++++ EXTRACT TO READ

# Favorite Haunted Attraction



## Zombie-F (Apr 12, 2004)

I gotta say, at this point it's a tie between Spooky World in Foxboro, MA, and Witch's Woods in Nashoba Valley. Spooky World is great, but it's been better, and if Witch's Woods keeps stepping it up, I think they'll take top spot. WW does have that kick ass Hayride that Spooky World lacks these days.

What's your favorite Haunted Hangouts?


----------



## Non Compos Mentis (Apr 14, 2004)

Zombie-F said:


> I gotta say, at this point it's a tie between Spooky World in Foxboro, MA, and Witch's Woods in Nashoba Valley. Spooky World is great, but it's been better, and if Witch's Woods keeps stepping it up, I think they'll take top spot. WW does have that kick ass Hayride that Spooky World lacks these days.
> 
> What's your favorite Haunted Hangouts?


Spooky World has gone downhill, since they got rid of the hayride IMO.
WW is much better. The hayride is my favorite attraction.


----------



## Zombie-F (Apr 12, 2004)

Another of my favorites is Barrett's Haunted Mansion. It's just a one-house attraction, but it's a great show throughout the whole thing. The best part about it is they completely change it every year. They don't even recycle one single room from one year to the next, so you never know what to expect around each corner.


----------



## Zombie-F (Apr 12, 2004)

As we have loads of new people here since this thread's creation, I'd like to bump it up and see what everyone's favorite Haunted/Dark attractions are.

++++++++
++++ EXTRACTED DATA

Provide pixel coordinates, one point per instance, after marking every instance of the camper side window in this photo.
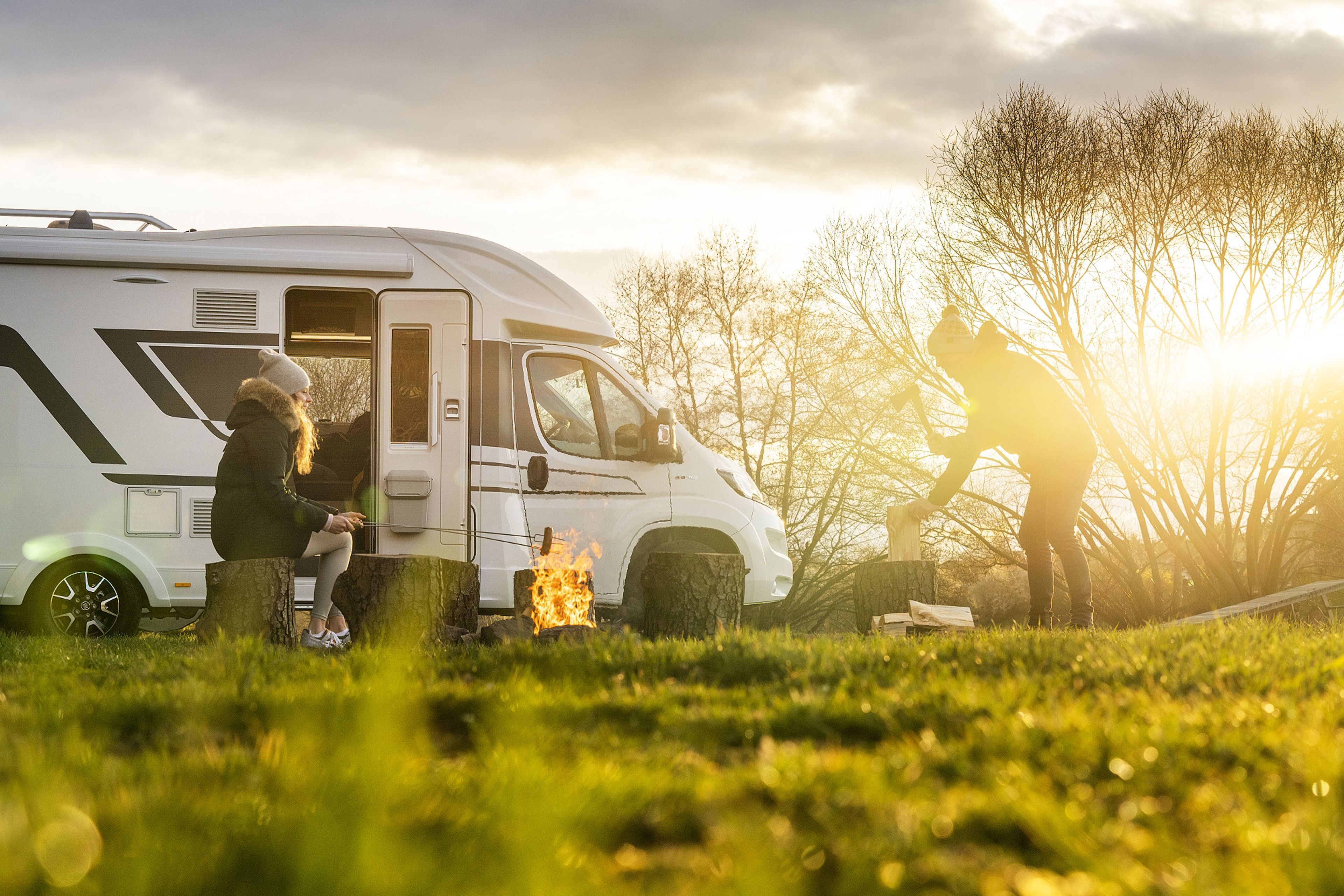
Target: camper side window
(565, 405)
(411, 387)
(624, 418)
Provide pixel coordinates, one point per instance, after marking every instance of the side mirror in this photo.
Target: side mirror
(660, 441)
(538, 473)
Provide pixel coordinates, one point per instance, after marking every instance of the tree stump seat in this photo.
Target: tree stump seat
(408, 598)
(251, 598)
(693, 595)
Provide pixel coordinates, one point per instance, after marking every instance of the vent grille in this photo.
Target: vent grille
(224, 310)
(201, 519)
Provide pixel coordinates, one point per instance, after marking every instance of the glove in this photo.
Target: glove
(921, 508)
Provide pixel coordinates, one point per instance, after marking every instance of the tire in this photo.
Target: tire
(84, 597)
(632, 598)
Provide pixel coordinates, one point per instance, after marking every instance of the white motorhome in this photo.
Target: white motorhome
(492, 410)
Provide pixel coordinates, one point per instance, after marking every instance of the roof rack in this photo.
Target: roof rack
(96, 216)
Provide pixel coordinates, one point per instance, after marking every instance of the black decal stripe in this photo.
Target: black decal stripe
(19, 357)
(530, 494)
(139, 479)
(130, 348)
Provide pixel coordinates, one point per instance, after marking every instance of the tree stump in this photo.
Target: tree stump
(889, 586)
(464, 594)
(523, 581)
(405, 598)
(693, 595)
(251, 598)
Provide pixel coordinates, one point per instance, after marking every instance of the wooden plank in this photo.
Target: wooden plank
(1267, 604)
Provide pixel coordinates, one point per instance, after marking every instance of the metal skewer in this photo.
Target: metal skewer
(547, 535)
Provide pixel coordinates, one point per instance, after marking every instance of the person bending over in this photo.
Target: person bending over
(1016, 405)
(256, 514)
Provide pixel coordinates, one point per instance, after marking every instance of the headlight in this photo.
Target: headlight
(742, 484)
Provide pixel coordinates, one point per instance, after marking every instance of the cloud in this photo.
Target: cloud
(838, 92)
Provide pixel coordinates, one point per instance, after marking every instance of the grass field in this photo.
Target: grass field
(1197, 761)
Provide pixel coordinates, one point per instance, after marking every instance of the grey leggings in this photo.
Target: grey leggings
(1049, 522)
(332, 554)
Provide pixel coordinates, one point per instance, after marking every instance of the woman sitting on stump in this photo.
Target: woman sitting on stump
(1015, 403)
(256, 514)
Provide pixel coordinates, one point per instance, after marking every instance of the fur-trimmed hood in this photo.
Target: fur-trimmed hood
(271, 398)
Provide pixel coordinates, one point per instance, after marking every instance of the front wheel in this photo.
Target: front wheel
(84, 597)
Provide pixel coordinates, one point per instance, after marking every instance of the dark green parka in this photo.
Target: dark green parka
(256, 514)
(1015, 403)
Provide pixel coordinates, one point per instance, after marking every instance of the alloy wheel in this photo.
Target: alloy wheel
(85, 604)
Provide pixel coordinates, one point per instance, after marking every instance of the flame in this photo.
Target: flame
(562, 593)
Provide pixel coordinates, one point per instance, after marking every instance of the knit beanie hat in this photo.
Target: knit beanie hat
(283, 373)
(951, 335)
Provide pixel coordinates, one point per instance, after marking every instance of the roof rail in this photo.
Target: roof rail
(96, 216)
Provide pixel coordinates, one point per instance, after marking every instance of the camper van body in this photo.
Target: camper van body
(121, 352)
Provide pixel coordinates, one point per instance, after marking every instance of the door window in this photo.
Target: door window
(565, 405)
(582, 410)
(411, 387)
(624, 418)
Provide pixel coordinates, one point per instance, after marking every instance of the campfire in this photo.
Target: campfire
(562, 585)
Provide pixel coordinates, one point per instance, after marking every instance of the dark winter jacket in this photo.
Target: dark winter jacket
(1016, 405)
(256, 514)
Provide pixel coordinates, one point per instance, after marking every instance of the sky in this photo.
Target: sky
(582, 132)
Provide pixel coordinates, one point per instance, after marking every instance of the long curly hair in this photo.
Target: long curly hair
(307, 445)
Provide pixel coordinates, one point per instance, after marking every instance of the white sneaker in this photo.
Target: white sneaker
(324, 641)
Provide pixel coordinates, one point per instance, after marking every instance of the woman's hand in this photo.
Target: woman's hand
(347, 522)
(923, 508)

++++++++

TASKS TO CARRY OUT:
A – For each statement, indicate whether the haunted attraction thread agrees with it by answering yes or no and quoting the deciding words of the thread: (i) Non Compos Mentis names the hayride as a favorite attraction; (ii) Barrett's Haunted Mansion carries some rooms over from one year to the next; (iii) Spooky World is located in Nashoba Valley.
B – Write the next part of the haunted attraction thread, beginning after its final post.
The rows were drawn from a separate source.

RESULTS FOR THE EXERCISE:
A –
(i) Yes: "The hayride is my favorite attraction."
(ii) No: "They don't even recycle one single room from one year to the next"
(iii) No: "Spooky World in Foxboro, MA"

B –
These days, I say Barrett's is the best. It's different every year and you're sent through in your group alone, not in the typical "hurry them all up single file for maximum throughput" fashion of most haunted attractions.

Witch's woods comes in second, only because of the incridibly long queue lines at each of their houses and the bitter cold weather and lack of places to warm up a bit.


----------



## slightlymad (May 25, 2006)

I used to like jasons woods and eastern state pen but both started to go down hill a few years ago and i actually have not gone to any for a few years due to lack of time. this year we will make fresh rounds with one every weekend


----------



## Empress Nightshade (Jul 25, 2004)

I would say my own. LOL! Sorry, but the last haunted house I had time to go visit was about four years ago and it is no longer in existence. You see, in my area, there aren't that many great haunts available to us. I could travel an hour and a half and go to Pirates of Emerson which I've read is A+++.
As far as Hayrides and Haunted Trails, it just isn't heard of much in California. I couldn't believe some of my crew didn't know what a Haunted Trail was.  
I guess that's something different that we have to offer. I will truly miss our trail when we transfer to a building next season.


----------



## TipoDeemin (Oct 8, 2005)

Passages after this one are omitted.